**Document text**
So, you’ve built a web service, and you’ve set your users up with the familiar system of a username and a password, so they can log in to their accounts. But how do you protect against all the ways that such a system can be attacked — for example, an attacker learning a user’s credentials and logging in as them, or spamming your system with common passwords until they get access? Maybe you’re worried about what could happen if one of your users’ computers is compromised by malware, or stolen.

Maybe you should let your users set up two-factor authentication for your service.

I don’t think he knows about MFA, Pip.

In its broadest interpretation, multi-factor authentication (often abbreviated to MFA, with 2FA specifically meaning two-factor authentication) means requiring multiple kinds of credentials during the authentication process. ‘Factors’ are things that an attacker would have to compromise in order to get into your system, and a password is an example of this. Of course, you have to require at least one factor from your users in order to have an authentication system at all, but you don’t need to stop there.

There are several common choices for extra authentication factors:

  • Proving that you have control of a given phone number by being able to read text messages sent to it
  • Using an authenticator mobile app, such as Google Authenticator or Duo Mobile, which will generate limited-time codes for you to type in
  • Proving physical ownership of a particular kind of hardware token, which could be either a ‘roaming authenticator’ like a Yubikey that connects to your laptop through USB or NFC, or a ‘platform authenticator’ built into your phone or computer

Of course, the more you require from your user during authentication, the more arduous the process of getting into your service is for them. And if you want your users to be using your service, you don’t want them to be put off by the effort of logging in. This is why a lot of systems opt only for one extra factor, for a total of two.

In this blog post, we’ll be looking specifically at how hardware authentication tokens work as a second factor, both from a security and usability point of view.

How does it work?

Let’s say we own a hardware authentication token. What we’d like to be able to do is to prove that we own that token, without giving away information that would let anyone else claim that they own it. We want to prove knowledge of some kind of secret, without giving away that secret. Luckily, there’s something that lets us do just that — public-key cryptography.

In public-key cryptography, a user has a pair of keys — one private, one public. They keep the private key secret, and tell everyone their public key. To prove their identity, the users uses the private key to “sign” some arbitrary message and the public key allows anyone else to verify that signature. This means that anyone with the public key can know, with very high confidence, that the user knows the private key — since they must have used it to sign the message — without that user needing to disclose that key.

So what is a hardware authentication token? Essentially, it’s a physical object that contains a private key built into it, and uses that for public-key cryptography over the web. A typical authentication flow looks something like this:

  1. The user visits a web service on their device and begins the login process.
  2. The service prompts the user to authenticate themself using their hardware token by issuing a ‘challenge’, which is a message containing information about the service along with a random number.
    (If the user is using a roaming authenticator, this is the point at which they need to connect it via USB, NFC, Bluetooth, or similar).
  3. The user’s device sends this authentication challenge to the hardware token.

**Exercise task**
Answer from the article on two-factor authentication:
1. Which two authenticator mobile apps does it name as examples?
2. What does the 'challenge' issued by the service contain?
3. In public-key cryptography, which key lets anyone else verify a user's signature?

**Record excerpts**
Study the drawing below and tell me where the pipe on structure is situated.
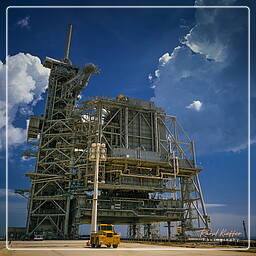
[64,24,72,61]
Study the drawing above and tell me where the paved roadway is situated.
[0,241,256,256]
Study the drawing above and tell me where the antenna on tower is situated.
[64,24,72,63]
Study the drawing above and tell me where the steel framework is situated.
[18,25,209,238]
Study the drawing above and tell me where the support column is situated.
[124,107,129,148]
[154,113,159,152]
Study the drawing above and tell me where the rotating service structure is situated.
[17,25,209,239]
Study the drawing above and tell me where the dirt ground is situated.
---
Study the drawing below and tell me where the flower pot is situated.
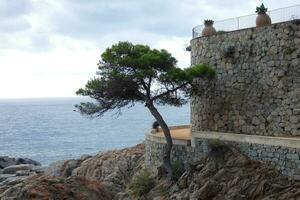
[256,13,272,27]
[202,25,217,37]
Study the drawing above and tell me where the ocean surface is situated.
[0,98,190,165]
...
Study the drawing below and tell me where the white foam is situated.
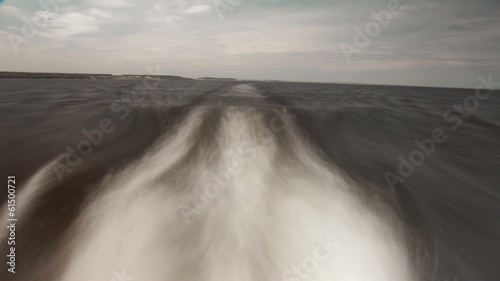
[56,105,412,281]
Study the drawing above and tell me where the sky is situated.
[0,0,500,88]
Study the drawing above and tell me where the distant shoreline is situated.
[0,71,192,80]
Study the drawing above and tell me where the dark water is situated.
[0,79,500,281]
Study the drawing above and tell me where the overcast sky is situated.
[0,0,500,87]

**Full response**
1. Google Authenticator and Duo Mobile.
2. Information about the service along with a random number.
3. The public key.